### Task instructions
Your output should be the lines from the one with "The component shall return one point per instance of the cracked" through the last line of the records below, exactly as written, minus the pictures.

-- Dataset entries follows --

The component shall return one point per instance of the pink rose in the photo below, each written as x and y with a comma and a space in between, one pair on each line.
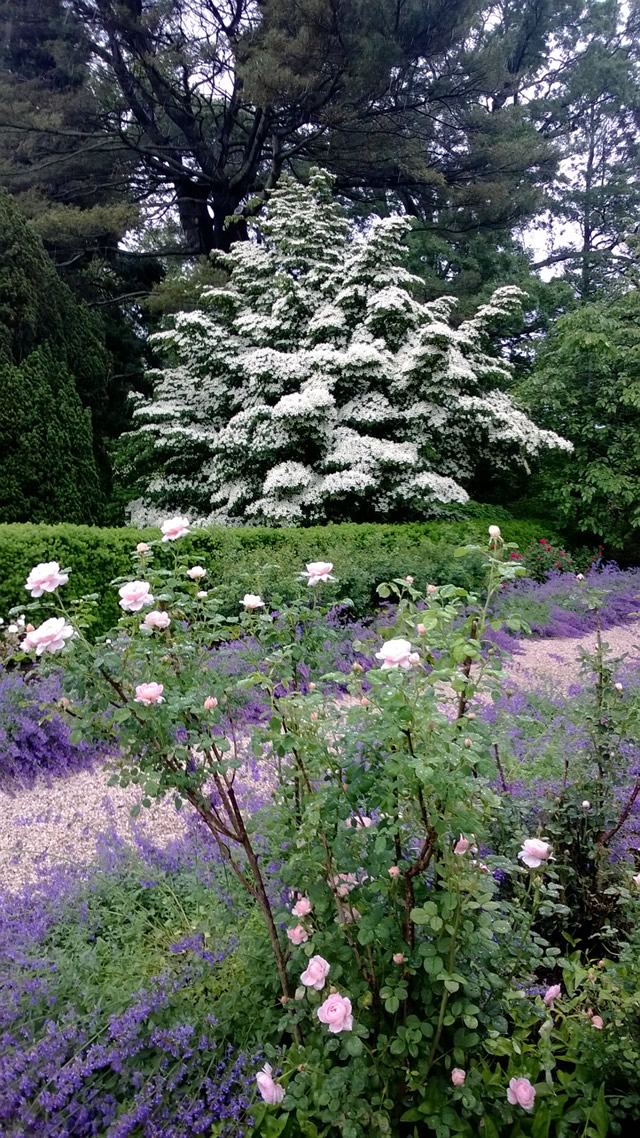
318, 571
149, 693
520, 1093
336, 1013
316, 973
344, 882
271, 1091
552, 994
359, 823
134, 595
49, 636
347, 914
534, 852
396, 653
174, 528
252, 601
46, 578
297, 936
156, 619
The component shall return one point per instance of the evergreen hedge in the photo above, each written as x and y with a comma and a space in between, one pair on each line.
255, 559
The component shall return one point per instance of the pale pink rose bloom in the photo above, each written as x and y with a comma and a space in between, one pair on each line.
156, 619
534, 852
49, 636
318, 571
347, 914
149, 693
271, 1091
297, 936
302, 908
252, 601
520, 1093
552, 994
46, 578
358, 823
316, 973
396, 653
336, 1013
344, 882
134, 595
174, 528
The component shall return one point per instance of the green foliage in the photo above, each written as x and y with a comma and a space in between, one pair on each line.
257, 559
388, 832
587, 382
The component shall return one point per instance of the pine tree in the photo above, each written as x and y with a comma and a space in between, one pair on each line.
314, 386
47, 468
49, 349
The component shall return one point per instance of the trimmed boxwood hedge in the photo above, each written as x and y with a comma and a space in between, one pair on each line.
255, 559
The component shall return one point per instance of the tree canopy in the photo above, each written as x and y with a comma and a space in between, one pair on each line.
316, 386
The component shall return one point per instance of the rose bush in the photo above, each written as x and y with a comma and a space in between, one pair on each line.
395, 938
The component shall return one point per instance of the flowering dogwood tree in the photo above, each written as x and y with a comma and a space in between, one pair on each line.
317, 386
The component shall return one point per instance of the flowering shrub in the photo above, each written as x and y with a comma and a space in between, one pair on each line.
34, 737
316, 385
402, 928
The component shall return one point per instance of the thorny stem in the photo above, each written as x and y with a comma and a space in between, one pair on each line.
500, 767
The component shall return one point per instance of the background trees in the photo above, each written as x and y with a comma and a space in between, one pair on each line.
587, 384
49, 352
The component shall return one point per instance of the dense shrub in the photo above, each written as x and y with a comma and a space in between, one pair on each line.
257, 559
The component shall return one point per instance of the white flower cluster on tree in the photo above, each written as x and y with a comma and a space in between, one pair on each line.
317, 386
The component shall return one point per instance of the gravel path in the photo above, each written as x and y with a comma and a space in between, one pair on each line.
62, 823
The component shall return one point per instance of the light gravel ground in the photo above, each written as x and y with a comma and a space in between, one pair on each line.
62, 823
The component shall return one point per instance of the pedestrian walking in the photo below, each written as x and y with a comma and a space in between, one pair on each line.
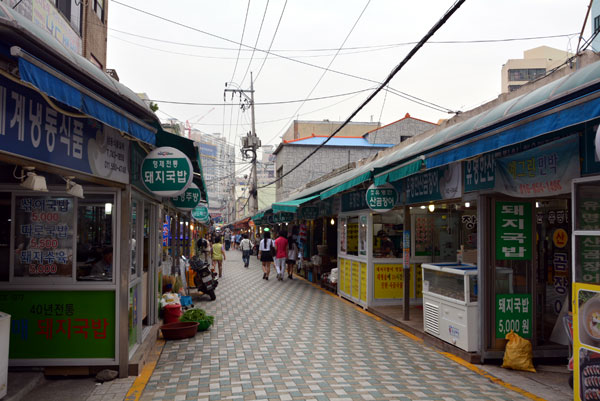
218, 255
246, 247
265, 253
281, 247
292, 255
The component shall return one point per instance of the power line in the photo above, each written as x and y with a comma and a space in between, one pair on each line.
422, 42
324, 72
241, 41
261, 103
250, 47
345, 50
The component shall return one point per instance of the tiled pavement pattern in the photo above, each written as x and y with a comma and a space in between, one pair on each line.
291, 341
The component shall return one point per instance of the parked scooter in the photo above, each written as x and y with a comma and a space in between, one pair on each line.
204, 279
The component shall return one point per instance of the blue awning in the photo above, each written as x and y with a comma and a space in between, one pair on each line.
75, 95
495, 140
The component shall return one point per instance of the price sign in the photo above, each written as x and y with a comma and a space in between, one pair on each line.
189, 199
167, 172
513, 312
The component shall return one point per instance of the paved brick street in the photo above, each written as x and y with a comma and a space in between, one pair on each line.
291, 341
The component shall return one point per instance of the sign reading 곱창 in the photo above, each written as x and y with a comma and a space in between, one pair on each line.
167, 172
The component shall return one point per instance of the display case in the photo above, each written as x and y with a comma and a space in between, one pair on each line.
450, 303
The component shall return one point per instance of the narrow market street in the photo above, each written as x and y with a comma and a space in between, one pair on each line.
292, 341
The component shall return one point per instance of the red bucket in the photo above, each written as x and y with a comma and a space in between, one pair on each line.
172, 313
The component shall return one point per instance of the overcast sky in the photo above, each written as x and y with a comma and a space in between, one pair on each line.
180, 61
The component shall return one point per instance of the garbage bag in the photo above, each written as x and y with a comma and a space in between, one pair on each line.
518, 354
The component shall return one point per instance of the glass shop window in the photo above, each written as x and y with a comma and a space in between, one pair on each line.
388, 229
95, 238
5, 222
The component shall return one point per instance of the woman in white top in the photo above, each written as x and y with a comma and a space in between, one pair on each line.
265, 255
292, 255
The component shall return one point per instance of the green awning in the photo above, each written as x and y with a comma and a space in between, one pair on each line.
291, 206
350, 179
399, 172
187, 146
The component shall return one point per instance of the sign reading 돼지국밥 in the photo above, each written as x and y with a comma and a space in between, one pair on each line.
189, 199
381, 199
167, 172
200, 213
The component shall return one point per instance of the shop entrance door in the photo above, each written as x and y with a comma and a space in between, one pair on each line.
528, 277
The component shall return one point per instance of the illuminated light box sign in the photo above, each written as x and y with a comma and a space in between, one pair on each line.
167, 172
189, 199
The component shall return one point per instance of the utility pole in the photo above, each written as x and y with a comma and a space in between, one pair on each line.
250, 143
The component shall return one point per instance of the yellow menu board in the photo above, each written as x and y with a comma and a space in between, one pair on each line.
352, 237
363, 282
355, 273
387, 281
342, 266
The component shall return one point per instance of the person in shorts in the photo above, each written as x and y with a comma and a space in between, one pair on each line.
292, 256
265, 255
281, 246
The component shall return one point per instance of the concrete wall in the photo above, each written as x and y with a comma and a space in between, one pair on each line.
539, 57
326, 159
398, 131
303, 129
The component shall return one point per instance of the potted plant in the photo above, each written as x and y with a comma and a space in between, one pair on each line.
198, 315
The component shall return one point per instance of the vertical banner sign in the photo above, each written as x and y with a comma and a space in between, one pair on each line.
381, 199
189, 199
545, 170
60, 324
363, 281
514, 312
167, 172
44, 236
388, 281
513, 231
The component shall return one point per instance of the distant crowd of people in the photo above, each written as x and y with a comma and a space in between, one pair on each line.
283, 251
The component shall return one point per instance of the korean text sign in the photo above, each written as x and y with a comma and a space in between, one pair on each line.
44, 236
60, 324
31, 128
513, 231
514, 312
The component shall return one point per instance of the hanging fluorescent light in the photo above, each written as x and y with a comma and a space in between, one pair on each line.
33, 181
73, 188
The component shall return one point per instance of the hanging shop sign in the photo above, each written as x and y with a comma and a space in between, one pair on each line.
32, 129
200, 213
189, 199
308, 212
60, 324
513, 231
325, 208
44, 236
514, 313
388, 281
381, 199
355, 200
167, 172
436, 184
546, 170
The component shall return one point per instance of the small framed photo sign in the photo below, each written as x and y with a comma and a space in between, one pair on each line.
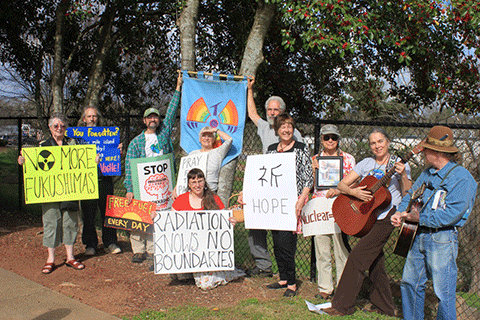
329, 172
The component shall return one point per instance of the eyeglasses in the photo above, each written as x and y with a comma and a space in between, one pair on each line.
327, 137
57, 126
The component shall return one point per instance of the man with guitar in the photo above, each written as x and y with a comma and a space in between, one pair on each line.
367, 255
448, 199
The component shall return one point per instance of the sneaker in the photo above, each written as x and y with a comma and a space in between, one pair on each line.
114, 249
257, 272
324, 296
90, 251
138, 257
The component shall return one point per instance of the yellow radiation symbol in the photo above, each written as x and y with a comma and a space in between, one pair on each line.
45, 160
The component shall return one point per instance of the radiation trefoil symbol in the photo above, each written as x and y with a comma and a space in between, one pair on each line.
200, 113
45, 160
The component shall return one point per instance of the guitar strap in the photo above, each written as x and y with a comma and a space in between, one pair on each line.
436, 189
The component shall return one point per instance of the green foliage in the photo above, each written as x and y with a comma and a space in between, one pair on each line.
437, 44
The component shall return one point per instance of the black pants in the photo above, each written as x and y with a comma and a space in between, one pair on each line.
284, 247
367, 256
89, 210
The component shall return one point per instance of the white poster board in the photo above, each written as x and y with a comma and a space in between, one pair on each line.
317, 217
188, 163
270, 192
193, 241
153, 180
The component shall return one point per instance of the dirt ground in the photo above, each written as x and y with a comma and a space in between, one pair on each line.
112, 283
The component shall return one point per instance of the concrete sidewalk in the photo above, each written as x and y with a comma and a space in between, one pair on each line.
24, 299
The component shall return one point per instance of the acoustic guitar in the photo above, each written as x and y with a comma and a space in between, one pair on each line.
409, 228
357, 217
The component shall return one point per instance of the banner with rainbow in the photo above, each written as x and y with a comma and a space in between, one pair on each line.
216, 103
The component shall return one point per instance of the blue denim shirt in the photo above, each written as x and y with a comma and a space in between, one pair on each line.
460, 188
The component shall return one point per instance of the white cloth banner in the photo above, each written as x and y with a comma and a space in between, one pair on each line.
188, 163
270, 192
193, 241
317, 217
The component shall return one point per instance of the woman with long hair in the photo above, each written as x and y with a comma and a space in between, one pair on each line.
200, 197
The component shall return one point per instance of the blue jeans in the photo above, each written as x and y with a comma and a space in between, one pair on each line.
433, 255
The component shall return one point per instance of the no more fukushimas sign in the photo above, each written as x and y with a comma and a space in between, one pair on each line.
193, 241
60, 173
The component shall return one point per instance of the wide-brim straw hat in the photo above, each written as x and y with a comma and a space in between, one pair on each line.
439, 138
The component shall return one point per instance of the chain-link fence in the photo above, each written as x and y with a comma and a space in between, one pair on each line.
404, 136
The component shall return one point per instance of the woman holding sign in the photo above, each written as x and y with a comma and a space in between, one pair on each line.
285, 242
367, 256
208, 137
200, 197
59, 218
329, 138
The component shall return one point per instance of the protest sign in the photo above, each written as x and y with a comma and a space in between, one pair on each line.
193, 241
135, 217
188, 163
317, 217
270, 192
107, 140
220, 104
153, 180
60, 173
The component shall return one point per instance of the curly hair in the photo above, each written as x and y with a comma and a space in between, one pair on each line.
208, 201
280, 120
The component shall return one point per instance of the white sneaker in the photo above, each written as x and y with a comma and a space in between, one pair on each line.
90, 251
114, 249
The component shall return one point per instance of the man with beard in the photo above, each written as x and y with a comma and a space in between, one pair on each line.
257, 239
91, 117
153, 141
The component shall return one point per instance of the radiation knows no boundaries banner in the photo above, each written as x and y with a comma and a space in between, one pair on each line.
60, 173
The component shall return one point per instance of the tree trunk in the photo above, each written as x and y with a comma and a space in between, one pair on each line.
57, 72
252, 57
97, 75
187, 23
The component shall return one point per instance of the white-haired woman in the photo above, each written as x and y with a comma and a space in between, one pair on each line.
59, 218
208, 137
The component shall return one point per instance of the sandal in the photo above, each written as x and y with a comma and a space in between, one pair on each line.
75, 264
48, 268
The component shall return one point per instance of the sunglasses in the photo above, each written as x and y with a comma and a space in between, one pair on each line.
327, 137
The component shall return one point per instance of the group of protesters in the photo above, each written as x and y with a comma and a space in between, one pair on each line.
447, 202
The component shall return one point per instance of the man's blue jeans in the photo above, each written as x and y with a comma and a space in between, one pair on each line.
433, 255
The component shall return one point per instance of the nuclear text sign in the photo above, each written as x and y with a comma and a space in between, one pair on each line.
134, 216
317, 217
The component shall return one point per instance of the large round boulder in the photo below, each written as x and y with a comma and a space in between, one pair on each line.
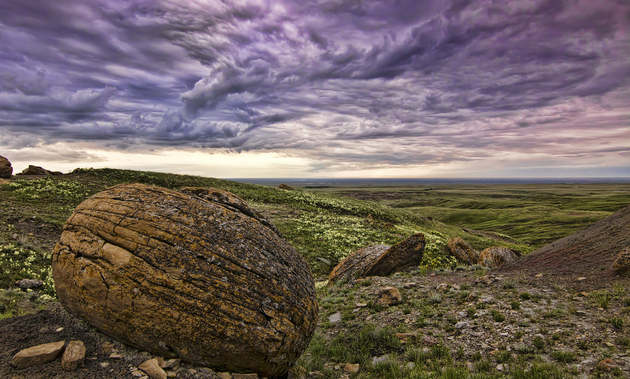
6, 170
181, 275
496, 256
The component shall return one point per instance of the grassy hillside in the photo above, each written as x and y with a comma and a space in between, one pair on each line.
449, 324
533, 214
324, 228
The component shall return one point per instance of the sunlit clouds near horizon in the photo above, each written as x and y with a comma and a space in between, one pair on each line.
474, 88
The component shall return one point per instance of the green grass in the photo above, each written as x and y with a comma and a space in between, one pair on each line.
533, 214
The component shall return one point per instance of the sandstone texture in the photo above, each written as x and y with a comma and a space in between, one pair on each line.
6, 170
357, 263
462, 250
388, 296
74, 356
380, 260
35, 170
495, 256
231, 201
579, 254
182, 275
406, 253
622, 263
153, 369
38, 355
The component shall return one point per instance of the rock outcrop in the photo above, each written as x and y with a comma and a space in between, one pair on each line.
462, 250
40, 171
356, 264
6, 170
496, 256
182, 275
380, 260
230, 200
622, 263
406, 253
593, 248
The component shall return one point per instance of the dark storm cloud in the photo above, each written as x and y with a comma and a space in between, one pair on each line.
447, 76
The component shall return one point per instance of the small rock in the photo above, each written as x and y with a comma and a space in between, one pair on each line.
622, 262
496, 256
136, 373
5, 168
381, 359
171, 363
153, 369
469, 366
441, 287
351, 368
324, 260
335, 318
38, 355
388, 296
73, 356
107, 347
428, 340
608, 364
26, 284
404, 336
244, 376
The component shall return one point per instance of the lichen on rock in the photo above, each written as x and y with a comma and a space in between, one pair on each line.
182, 275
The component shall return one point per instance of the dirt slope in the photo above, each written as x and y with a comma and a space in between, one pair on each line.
592, 250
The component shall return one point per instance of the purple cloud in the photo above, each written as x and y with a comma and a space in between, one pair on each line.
405, 83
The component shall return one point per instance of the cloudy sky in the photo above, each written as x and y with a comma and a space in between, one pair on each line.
318, 88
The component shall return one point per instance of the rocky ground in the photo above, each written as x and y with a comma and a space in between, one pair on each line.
473, 321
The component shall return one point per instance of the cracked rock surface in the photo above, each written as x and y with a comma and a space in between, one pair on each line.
185, 276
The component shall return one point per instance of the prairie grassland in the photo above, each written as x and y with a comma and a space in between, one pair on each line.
532, 214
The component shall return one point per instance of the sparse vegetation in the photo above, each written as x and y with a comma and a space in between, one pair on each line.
530, 330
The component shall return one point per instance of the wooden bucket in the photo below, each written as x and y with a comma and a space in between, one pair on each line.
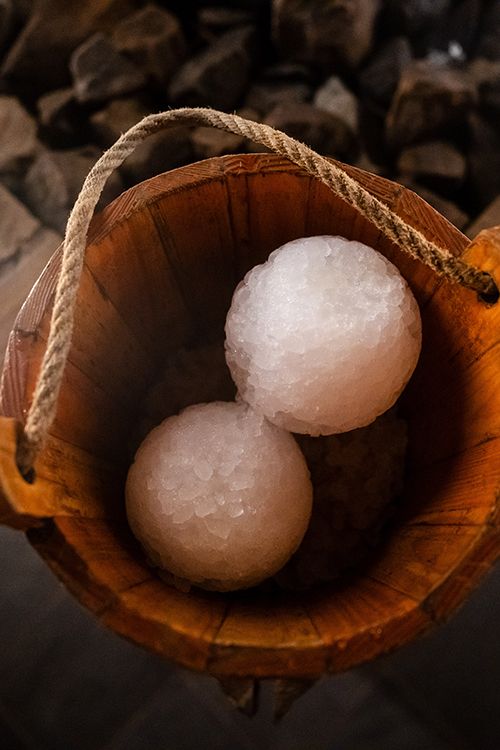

-- Dataset entries concluded --

### Answer section
The component shall return one point per instance of the cracked rock surface in the photo above, each written as x and y with a comma and a space in between, one pair on each line.
185, 276
The component shall return one point per instance of the prairie grassland in the photo above, each written as x and y with a comma and a space in between, one pair on each line.
532, 214
The component shall return one point per instance of the sparse vegetation in the photo above, each written as x and y with a comma and a space in between, one pair on each line.
530, 330
The component shall return one point per instance of the wooden bucket in the photo below, each written as x and y with a comma and a space in between, one pair on each line.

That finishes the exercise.